Devuelve sin ningún cambio las líneas de los datos que van desde la que contiene "Return a point for each instance of the green grass" hasta la que contiene "(320, 1150)", ambas incluidas.
___ MATERIAL PROPORCIONADO ___
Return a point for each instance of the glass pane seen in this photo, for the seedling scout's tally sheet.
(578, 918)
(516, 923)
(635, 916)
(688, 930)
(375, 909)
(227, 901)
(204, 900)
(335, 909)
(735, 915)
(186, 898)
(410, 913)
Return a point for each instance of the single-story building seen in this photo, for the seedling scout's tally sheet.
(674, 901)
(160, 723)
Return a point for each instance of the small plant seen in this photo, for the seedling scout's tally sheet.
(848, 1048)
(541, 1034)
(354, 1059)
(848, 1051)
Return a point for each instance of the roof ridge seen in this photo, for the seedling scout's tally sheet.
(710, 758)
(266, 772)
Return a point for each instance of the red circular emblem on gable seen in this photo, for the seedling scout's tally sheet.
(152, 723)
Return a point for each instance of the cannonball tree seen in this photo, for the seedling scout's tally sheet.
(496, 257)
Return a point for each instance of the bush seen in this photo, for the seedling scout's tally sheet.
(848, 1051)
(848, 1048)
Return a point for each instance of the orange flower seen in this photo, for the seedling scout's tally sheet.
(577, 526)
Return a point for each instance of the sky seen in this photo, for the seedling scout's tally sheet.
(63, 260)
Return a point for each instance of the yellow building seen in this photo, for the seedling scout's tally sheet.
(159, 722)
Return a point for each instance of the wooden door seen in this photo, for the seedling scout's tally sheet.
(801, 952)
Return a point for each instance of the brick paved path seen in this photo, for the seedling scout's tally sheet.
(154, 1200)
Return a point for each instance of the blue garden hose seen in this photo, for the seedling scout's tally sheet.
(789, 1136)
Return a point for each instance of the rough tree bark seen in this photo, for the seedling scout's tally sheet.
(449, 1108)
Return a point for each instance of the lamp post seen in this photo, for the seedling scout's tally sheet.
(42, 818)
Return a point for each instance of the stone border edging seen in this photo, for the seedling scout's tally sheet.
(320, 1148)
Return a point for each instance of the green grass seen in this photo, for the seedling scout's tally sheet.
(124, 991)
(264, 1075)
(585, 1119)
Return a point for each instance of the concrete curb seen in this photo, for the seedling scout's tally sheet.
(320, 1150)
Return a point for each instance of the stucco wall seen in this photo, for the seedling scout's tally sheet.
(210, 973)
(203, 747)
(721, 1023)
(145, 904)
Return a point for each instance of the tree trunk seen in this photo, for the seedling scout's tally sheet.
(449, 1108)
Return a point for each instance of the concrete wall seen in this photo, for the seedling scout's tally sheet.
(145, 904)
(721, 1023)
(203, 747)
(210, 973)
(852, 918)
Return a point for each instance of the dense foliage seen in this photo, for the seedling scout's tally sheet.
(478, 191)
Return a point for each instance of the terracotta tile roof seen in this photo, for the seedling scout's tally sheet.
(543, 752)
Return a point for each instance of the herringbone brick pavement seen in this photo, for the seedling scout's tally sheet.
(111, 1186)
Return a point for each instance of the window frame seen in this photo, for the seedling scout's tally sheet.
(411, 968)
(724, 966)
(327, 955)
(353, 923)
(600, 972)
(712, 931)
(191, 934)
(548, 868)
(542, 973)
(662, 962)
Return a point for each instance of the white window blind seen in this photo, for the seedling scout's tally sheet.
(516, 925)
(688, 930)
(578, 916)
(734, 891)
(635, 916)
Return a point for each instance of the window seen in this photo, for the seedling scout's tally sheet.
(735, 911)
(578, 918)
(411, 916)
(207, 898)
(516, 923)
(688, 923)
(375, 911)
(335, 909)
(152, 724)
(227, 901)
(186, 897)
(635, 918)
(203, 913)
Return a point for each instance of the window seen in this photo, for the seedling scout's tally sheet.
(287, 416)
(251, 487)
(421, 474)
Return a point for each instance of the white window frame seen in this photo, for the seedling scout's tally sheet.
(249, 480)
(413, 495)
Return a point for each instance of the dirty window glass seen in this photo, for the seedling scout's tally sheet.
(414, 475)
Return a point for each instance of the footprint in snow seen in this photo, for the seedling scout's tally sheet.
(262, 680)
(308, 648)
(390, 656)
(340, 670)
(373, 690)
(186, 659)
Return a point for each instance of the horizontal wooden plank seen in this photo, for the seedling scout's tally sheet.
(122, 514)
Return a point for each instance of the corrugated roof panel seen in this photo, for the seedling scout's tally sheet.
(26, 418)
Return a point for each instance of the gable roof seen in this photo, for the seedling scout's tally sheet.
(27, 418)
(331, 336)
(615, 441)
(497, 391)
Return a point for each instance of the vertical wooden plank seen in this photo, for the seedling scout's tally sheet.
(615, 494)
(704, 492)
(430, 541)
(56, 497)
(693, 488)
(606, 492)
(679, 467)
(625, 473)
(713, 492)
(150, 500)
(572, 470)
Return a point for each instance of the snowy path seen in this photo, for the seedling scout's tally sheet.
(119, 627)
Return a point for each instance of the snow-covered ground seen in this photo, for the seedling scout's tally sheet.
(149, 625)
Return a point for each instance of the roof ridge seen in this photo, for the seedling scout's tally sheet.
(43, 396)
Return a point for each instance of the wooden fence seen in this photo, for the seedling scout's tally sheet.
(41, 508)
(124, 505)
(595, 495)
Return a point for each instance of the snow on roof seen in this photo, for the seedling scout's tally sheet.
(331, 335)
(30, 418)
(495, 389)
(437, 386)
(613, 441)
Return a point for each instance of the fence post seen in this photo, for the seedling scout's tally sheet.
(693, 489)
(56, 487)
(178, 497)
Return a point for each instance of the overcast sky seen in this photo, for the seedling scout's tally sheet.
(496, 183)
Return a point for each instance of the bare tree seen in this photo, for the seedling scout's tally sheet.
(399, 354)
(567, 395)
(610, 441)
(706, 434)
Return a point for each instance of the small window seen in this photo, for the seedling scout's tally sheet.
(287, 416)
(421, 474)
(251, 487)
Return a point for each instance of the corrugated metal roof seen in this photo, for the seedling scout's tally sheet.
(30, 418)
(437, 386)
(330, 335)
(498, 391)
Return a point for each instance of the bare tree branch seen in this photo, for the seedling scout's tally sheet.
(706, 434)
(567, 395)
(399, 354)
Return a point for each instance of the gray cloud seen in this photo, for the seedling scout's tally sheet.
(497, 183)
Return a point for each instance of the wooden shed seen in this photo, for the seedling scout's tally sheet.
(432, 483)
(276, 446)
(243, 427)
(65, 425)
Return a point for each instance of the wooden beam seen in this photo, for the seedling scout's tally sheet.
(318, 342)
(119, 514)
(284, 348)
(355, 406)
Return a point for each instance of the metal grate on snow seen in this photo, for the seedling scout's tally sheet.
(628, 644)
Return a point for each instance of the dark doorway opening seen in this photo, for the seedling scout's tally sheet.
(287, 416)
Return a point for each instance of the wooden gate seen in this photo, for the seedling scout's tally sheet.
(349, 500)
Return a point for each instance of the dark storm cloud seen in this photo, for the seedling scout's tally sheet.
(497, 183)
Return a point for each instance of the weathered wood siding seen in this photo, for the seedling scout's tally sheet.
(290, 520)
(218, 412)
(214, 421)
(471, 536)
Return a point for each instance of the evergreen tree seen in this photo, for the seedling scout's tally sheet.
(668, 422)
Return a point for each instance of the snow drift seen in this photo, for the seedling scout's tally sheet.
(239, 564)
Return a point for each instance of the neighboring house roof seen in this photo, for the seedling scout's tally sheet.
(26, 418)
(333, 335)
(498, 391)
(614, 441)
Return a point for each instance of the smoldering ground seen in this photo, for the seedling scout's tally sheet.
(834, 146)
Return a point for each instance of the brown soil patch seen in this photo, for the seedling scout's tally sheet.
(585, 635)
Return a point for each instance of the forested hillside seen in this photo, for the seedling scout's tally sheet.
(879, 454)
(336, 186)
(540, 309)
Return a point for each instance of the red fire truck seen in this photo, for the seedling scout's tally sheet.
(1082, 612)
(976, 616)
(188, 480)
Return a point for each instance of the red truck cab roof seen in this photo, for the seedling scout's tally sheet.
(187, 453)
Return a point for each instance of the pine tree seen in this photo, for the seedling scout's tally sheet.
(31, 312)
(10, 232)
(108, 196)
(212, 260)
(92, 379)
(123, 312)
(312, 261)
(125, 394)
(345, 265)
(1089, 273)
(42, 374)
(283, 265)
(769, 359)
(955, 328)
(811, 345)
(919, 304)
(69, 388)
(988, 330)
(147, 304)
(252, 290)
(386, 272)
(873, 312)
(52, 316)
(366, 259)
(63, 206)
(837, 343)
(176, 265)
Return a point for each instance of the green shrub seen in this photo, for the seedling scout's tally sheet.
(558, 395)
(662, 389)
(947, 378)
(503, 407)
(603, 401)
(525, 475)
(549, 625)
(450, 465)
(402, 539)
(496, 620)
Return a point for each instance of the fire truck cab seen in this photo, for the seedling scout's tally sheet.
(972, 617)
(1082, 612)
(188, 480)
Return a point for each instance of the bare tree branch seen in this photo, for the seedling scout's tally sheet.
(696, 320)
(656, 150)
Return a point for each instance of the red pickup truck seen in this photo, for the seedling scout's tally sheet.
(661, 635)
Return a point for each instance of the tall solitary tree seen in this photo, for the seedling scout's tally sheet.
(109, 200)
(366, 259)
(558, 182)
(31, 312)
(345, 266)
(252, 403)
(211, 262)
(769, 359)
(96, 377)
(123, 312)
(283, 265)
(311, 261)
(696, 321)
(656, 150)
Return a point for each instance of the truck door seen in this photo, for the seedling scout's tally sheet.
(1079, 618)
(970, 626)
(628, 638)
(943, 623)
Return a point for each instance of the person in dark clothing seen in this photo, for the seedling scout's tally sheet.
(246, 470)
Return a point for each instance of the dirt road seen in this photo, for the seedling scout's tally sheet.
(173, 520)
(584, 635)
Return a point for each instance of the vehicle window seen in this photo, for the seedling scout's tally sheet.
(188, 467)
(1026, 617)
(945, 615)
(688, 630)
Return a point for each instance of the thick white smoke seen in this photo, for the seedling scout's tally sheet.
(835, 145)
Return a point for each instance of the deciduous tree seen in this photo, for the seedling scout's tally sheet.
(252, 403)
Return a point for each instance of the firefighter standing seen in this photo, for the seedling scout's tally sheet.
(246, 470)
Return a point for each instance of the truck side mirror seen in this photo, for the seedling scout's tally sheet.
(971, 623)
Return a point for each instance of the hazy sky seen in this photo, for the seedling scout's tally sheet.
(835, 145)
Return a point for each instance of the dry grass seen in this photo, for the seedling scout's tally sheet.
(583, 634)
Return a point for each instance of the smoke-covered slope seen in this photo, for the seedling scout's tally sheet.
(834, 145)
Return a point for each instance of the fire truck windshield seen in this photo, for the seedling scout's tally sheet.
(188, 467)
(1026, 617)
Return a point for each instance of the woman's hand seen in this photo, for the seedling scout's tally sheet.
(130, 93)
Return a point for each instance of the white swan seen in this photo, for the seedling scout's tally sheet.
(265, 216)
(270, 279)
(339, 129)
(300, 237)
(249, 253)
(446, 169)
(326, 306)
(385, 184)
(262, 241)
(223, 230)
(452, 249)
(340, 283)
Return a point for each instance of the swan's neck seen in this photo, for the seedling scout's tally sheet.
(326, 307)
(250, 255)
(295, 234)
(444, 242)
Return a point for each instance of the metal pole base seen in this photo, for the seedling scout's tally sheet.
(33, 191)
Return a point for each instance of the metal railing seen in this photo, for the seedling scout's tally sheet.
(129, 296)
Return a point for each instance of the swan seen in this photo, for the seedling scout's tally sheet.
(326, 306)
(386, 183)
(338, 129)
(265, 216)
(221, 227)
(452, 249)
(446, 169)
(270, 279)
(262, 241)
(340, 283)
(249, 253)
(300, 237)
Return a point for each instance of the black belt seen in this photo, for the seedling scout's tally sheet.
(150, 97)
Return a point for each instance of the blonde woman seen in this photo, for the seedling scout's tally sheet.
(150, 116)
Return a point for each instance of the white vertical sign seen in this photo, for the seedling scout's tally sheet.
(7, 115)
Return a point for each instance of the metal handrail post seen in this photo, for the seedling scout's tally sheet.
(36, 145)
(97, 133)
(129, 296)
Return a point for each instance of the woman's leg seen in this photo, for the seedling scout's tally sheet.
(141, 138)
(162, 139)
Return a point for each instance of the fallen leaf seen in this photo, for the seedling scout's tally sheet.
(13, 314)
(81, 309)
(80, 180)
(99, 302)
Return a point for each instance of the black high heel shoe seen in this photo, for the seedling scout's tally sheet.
___
*RESPUESTA:*
Return a point for each instance of the green grass seen in this photo, for the seedling scout's tally sheet.
(124, 991)
(264, 1075)
(585, 1119)
Return a point for each instance of the concrete curb seen in this photo, for the seedling scout's tally sheet.
(320, 1150)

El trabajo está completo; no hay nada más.